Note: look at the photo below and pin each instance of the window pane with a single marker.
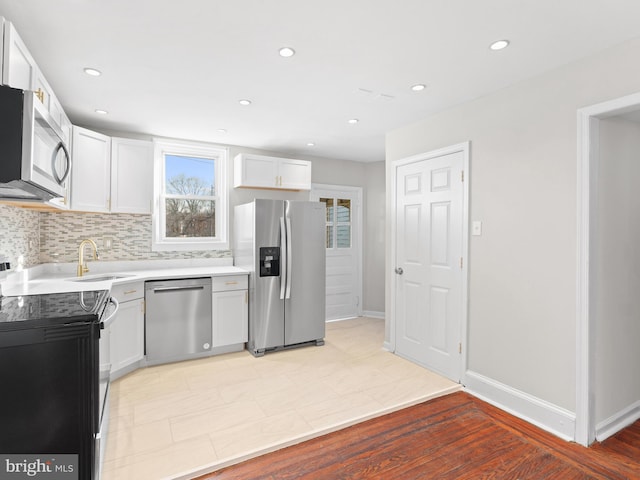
(344, 236)
(190, 218)
(329, 203)
(189, 175)
(343, 210)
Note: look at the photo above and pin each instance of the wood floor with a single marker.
(451, 437)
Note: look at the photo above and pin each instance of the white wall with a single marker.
(374, 222)
(617, 269)
(522, 285)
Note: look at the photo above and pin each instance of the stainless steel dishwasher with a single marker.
(178, 319)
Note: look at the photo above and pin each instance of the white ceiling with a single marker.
(178, 68)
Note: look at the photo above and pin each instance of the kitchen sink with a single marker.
(99, 278)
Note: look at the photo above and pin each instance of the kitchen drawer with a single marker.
(127, 291)
(230, 282)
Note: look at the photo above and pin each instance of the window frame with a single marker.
(220, 155)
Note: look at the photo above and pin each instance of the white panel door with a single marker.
(344, 247)
(429, 245)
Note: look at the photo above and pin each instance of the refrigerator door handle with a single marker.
(289, 259)
(283, 262)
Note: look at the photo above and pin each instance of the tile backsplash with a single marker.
(44, 237)
(130, 236)
(19, 235)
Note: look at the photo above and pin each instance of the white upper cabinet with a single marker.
(131, 176)
(90, 171)
(261, 171)
(110, 174)
(19, 69)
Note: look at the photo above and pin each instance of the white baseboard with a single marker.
(549, 417)
(618, 421)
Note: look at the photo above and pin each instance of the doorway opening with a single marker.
(608, 270)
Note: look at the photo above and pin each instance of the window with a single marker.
(338, 222)
(190, 197)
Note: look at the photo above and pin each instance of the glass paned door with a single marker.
(338, 222)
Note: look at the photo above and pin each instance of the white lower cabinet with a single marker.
(230, 310)
(127, 330)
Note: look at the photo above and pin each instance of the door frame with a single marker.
(587, 196)
(464, 148)
(357, 221)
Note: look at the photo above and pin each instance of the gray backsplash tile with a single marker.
(43, 237)
(19, 235)
(61, 233)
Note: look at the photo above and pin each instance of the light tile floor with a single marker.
(179, 420)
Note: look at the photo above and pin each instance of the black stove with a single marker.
(52, 309)
(50, 363)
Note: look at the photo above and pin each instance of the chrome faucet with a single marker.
(82, 264)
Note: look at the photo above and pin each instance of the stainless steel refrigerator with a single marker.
(282, 244)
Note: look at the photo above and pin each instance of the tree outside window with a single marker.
(189, 201)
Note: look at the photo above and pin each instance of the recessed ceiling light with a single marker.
(287, 52)
(92, 71)
(499, 45)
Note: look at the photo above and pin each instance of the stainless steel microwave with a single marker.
(35, 164)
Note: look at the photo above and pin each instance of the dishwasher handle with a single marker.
(176, 289)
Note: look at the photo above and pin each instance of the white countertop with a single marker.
(58, 278)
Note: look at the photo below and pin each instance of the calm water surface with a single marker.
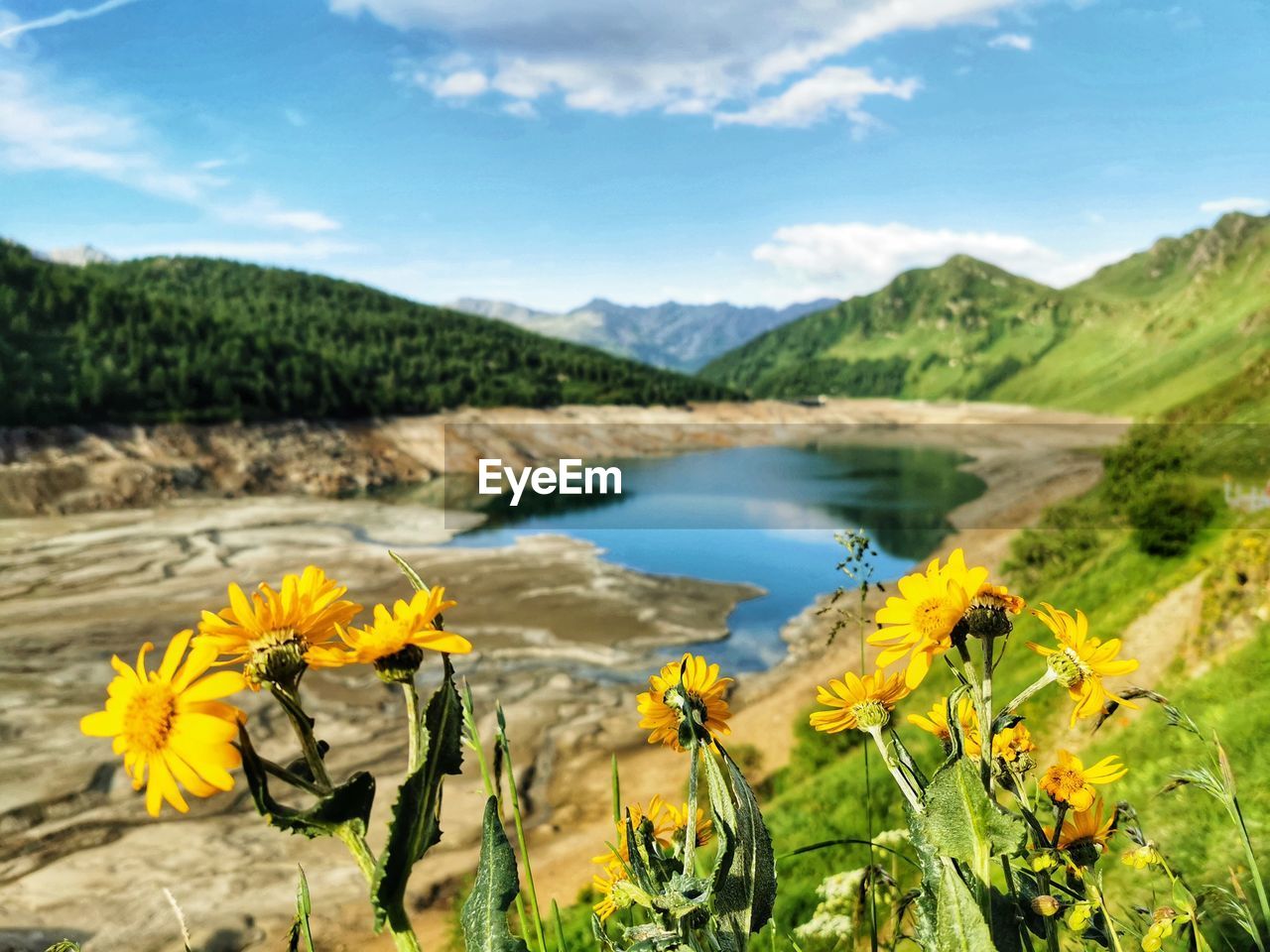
(765, 516)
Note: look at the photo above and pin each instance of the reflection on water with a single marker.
(760, 515)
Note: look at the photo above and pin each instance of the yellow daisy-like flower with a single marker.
(685, 689)
(937, 721)
(171, 725)
(1012, 744)
(920, 622)
(997, 597)
(1080, 661)
(1084, 828)
(409, 626)
(1072, 782)
(604, 881)
(857, 703)
(272, 633)
(657, 812)
(1142, 857)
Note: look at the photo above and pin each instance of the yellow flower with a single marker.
(920, 622)
(171, 725)
(603, 883)
(997, 597)
(1084, 828)
(657, 814)
(937, 722)
(1080, 661)
(411, 625)
(685, 688)
(1142, 857)
(679, 819)
(1012, 744)
(1072, 782)
(272, 633)
(860, 703)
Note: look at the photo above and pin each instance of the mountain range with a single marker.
(674, 335)
(1139, 336)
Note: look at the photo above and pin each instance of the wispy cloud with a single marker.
(1011, 41)
(763, 63)
(1236, 203)
(832, 90)
(848, 257)
(9, 35)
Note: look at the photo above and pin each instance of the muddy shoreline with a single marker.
(563, 636)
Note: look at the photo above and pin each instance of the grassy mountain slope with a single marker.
(1162, 326)
(200, 339)
(1139, 336)
(953, 330)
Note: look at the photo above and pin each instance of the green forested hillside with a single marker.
(1141, 336)
(199, 339)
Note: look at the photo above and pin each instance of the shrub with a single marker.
(1169, 516)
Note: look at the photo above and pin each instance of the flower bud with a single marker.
(1046, 905)
(400, 666)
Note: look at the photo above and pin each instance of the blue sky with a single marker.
(548, 153)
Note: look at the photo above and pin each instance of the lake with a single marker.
(765, 516)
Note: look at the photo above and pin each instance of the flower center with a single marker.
(1062, 782)
(277, 656)
(148, 719)
(870, 715)
(1070, 667)
(935, 619)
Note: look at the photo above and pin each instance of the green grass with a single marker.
(1141, 336)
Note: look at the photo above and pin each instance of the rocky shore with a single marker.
(563, 639)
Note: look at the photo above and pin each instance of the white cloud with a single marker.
(266, 212)
(9, 32)
(462, 84)
(852, 257)
(42, 128)
(834, 89)
(1238, 203)
(1011, 41)
(666, 55)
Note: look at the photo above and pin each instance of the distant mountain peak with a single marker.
(80, 255)
(670, 334)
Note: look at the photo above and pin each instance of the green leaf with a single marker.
(962, 823)
(933, 873)
(300, 927)
(744, 878)
(416, 825)
(348, 805)
(484, 916)
(959, 924)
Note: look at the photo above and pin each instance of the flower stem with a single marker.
(536, 916)
(416, 728)
(901, 780)
(987, 728)
(690, 830)
(1025, 694)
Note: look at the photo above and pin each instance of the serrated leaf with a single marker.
(348, 805)
(926, 904)
(484, 916)
(744, 879)
(962, 823)
(959, 924)
(416, 824)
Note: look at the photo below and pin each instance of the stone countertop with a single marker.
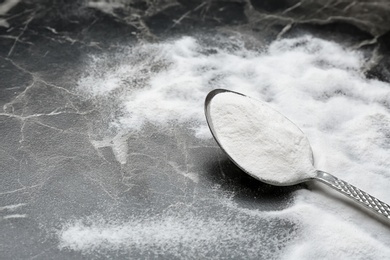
(76, 185)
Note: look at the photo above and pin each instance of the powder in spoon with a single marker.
(261, 140)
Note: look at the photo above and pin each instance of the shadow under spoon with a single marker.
(271, 148)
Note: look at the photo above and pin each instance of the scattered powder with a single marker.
(318, 84)
(182, 235)
(260, 140)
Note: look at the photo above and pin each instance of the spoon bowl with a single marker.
(271, 148)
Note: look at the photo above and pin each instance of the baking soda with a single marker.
(260, 140)
(317, 84)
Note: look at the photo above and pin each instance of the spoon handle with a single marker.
(363, 198)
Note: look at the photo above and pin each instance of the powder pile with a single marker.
(260, 140)
(318, 84)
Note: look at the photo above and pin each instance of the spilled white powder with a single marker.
(260, 140)
(317, 84)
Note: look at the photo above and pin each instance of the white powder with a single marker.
(318, 84)
(260, 140)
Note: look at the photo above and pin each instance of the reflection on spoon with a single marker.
(269, 147)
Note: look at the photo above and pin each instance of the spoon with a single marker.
(268, 146)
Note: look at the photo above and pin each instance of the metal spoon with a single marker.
(359, 196)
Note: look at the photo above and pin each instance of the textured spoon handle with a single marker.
(358, 195)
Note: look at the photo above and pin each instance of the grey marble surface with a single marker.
(52, 171)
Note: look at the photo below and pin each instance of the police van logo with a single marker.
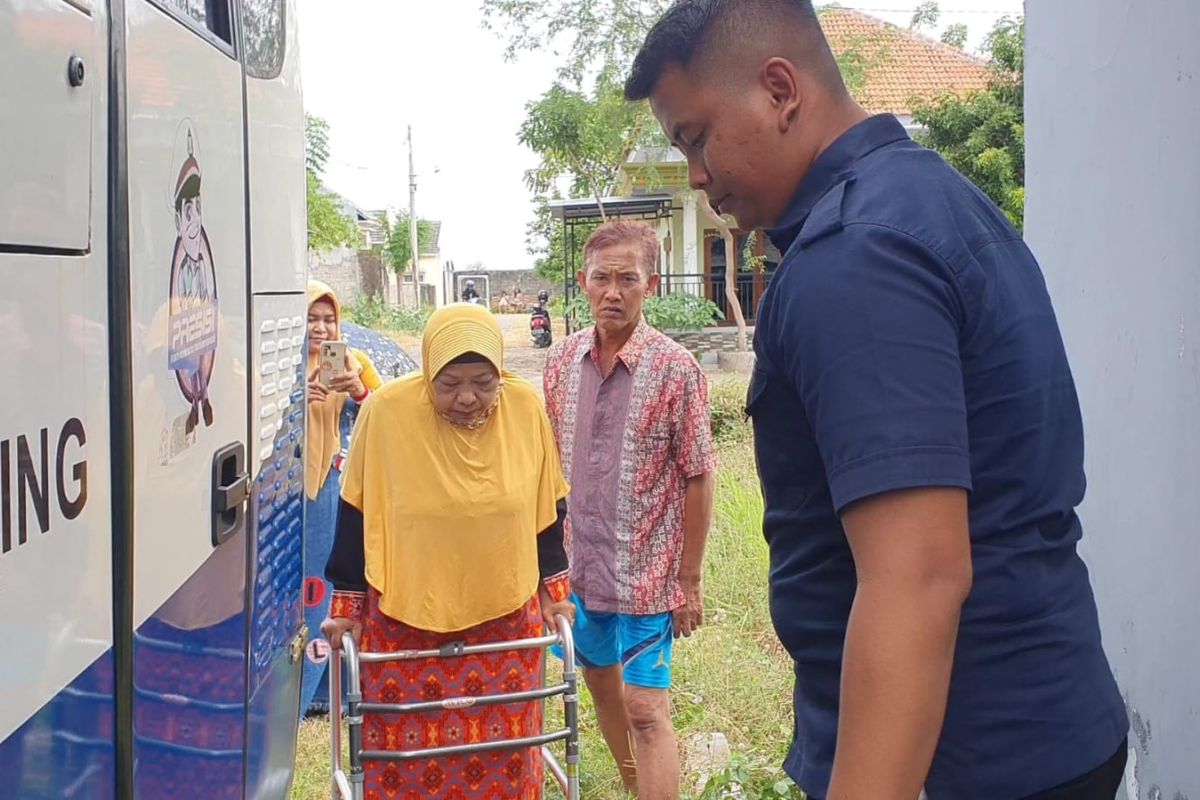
(192, 332)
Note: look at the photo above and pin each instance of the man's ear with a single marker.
(783, 84)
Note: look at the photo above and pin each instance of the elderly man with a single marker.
(630, 411)
(917, 432)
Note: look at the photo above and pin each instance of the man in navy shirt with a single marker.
(917, 429)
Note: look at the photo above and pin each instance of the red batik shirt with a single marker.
(629, 441)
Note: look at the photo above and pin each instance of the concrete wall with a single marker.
(508, 281)
(1113, 108)
(340, 269)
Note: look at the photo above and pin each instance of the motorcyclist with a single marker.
(541, 310)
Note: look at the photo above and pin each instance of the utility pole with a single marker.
(412, 222)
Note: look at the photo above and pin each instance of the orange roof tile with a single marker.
(901, 67)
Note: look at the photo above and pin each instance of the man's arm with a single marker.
(912, 553)
(697, 517)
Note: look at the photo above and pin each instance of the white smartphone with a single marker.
(333, 362)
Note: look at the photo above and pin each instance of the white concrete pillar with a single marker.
(691, 262)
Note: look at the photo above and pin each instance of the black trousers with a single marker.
(1101, 783)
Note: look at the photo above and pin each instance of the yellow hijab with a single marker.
(323, 440)
(451, 515)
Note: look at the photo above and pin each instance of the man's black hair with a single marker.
(690, 26)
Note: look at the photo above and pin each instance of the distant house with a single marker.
(900, 68)
(894, 71)
(432, 274)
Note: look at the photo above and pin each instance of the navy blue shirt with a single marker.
(907, 340)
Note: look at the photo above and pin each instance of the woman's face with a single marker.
(322, 324)
(463, 391)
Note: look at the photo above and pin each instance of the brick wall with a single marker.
(713, 340)
(349, 272)
(340, 269)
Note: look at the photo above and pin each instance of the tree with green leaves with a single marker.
(328, 227)
(925, 16)
(600, 36)
(983, 134)
(955, 35)
(397, 251)
(585, 139)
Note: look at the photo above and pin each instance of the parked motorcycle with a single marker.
(539, 323)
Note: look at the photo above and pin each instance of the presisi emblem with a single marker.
(192, 328)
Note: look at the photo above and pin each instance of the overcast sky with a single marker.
(371, 67)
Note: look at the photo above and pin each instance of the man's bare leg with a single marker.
(609, 693)
(654, 741)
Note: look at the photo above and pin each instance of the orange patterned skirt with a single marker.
(491, 776)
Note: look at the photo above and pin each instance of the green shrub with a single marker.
(372, 312)
(727, 403)
(749, 780)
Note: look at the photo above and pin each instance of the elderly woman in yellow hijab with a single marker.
(331, 413)
(451, 530)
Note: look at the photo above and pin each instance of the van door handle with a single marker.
(231, 487)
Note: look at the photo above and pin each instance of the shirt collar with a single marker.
(831, 168)
(633, 350)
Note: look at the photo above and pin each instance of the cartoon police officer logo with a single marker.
(192, 330)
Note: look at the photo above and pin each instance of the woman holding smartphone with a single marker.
(334, 402)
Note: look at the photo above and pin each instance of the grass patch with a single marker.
(730, 678)
(375, 313)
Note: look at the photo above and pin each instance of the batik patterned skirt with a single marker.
(515, 775)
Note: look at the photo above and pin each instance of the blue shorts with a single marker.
(640, 644)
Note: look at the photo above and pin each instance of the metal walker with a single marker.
(349, 786)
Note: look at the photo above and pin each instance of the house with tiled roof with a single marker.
(899, 68)
(888, 70)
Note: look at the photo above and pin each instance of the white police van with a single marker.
(151, 404)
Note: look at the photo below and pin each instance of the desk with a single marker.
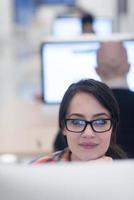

> [What to work on]: Count the lines in the items above that contain the word "patterned", and reply with only that number.

> [Reply]: 2